Exercise objective - Locate every line of the records that contains the string "water" and copy each of those lines in full. Case counts when matching.

Task inputs -
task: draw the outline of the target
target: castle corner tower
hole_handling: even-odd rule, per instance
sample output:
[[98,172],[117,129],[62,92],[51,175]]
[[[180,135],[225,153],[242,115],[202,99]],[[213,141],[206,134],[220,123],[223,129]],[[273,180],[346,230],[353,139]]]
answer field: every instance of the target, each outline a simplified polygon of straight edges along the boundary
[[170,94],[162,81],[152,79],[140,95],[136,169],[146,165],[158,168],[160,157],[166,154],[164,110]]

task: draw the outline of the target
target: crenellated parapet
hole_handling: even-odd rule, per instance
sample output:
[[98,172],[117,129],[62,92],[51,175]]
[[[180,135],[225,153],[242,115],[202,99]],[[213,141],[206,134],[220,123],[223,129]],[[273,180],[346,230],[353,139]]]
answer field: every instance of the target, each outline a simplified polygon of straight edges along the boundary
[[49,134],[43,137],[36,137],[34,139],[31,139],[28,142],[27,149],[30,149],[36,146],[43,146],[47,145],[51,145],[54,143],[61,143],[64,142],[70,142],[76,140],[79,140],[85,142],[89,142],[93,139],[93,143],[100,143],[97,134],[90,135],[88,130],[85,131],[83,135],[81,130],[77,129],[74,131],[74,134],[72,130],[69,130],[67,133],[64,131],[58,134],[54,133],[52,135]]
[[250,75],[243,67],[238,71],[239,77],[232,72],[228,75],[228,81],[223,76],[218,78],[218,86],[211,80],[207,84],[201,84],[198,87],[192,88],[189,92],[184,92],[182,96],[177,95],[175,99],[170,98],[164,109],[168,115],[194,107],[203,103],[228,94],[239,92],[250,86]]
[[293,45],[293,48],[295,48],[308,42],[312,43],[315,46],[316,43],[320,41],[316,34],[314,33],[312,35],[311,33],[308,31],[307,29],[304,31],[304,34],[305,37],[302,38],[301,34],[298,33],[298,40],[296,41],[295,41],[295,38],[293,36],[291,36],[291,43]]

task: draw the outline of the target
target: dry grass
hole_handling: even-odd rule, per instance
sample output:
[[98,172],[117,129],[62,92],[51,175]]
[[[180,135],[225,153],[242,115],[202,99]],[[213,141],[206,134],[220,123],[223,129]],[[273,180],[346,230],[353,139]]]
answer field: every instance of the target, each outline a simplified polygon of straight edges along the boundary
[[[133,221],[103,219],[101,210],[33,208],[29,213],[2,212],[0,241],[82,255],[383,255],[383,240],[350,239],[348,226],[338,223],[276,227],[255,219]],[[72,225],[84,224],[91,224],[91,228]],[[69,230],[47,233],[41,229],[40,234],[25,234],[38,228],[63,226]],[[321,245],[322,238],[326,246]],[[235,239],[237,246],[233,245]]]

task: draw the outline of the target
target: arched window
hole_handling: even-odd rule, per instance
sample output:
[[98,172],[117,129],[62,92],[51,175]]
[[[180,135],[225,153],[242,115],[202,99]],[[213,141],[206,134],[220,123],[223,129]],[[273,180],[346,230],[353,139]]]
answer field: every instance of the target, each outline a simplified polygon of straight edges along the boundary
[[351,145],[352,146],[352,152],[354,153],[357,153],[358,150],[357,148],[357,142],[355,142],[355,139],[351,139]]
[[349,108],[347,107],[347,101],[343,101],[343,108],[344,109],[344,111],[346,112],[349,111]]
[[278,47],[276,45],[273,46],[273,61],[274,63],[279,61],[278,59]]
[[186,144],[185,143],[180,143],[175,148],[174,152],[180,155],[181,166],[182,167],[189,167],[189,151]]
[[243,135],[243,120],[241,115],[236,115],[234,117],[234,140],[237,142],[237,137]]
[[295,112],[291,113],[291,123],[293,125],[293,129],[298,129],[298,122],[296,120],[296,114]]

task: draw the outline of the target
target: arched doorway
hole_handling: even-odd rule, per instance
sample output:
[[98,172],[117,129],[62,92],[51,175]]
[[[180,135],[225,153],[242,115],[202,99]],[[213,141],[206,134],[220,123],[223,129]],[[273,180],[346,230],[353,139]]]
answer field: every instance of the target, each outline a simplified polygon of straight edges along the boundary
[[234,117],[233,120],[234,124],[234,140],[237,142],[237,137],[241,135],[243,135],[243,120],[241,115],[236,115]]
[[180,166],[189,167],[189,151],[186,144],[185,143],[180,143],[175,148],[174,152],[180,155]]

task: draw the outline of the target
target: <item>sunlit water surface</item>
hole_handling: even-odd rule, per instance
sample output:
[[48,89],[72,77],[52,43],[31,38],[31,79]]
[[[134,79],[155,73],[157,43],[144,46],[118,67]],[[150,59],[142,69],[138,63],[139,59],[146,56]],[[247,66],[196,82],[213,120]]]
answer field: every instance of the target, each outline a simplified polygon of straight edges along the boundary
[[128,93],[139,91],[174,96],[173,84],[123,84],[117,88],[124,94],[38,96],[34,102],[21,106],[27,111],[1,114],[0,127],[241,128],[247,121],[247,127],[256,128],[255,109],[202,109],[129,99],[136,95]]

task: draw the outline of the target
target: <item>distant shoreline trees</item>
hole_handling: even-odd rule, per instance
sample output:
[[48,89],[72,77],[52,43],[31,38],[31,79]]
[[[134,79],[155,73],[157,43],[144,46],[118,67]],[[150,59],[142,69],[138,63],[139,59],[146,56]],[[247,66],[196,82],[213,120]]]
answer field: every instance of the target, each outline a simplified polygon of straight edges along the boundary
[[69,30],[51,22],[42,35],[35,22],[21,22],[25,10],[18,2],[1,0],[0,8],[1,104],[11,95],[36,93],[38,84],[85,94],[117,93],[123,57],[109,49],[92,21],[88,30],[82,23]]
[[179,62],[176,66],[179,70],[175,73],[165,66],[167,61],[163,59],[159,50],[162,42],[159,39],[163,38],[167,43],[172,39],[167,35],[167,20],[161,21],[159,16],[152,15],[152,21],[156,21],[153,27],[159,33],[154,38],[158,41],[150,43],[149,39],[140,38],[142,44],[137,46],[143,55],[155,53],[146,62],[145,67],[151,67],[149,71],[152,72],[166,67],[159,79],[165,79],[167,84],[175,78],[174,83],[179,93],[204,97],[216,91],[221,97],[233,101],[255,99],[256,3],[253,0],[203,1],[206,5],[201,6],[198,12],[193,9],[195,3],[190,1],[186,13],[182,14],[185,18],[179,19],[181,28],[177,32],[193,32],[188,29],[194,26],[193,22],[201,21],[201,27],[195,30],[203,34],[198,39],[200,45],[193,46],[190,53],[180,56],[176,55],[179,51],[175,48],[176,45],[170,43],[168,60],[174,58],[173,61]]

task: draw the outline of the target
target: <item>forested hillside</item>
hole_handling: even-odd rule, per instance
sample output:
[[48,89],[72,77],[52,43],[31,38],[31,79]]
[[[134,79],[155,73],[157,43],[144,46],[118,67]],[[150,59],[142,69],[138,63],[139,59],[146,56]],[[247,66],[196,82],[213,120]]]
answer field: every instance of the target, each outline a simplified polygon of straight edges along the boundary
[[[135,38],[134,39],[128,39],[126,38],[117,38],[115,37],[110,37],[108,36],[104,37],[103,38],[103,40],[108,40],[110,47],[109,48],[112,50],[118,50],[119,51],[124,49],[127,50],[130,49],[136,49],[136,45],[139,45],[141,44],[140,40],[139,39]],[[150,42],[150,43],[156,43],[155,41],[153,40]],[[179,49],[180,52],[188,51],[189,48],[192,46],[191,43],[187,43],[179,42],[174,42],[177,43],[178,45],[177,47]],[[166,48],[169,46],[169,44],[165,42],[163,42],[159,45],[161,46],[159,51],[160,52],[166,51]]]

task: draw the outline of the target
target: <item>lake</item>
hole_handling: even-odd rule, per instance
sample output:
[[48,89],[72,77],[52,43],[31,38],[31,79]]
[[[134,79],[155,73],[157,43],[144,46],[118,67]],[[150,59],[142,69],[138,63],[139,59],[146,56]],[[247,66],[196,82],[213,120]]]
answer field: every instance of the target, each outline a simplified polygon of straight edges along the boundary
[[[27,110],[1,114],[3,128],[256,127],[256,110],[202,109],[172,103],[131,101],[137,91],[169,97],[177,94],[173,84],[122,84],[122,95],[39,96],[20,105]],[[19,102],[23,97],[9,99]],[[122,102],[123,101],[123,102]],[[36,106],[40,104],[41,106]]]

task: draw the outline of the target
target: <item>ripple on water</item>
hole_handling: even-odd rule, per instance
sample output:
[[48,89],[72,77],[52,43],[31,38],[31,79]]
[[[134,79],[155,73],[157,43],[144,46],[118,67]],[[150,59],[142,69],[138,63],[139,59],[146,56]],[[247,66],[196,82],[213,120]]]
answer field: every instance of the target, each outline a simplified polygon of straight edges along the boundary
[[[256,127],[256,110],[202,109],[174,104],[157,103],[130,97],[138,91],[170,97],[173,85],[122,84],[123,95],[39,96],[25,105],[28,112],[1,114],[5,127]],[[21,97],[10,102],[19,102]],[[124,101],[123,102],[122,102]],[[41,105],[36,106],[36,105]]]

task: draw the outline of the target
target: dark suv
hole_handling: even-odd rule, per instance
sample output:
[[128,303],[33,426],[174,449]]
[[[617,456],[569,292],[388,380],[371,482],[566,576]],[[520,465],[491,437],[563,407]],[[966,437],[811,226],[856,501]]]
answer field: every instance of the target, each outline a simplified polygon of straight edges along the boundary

Answer for this exercise -
target: <item>sunlit water surface</item>
target: <item>ripple on water</item>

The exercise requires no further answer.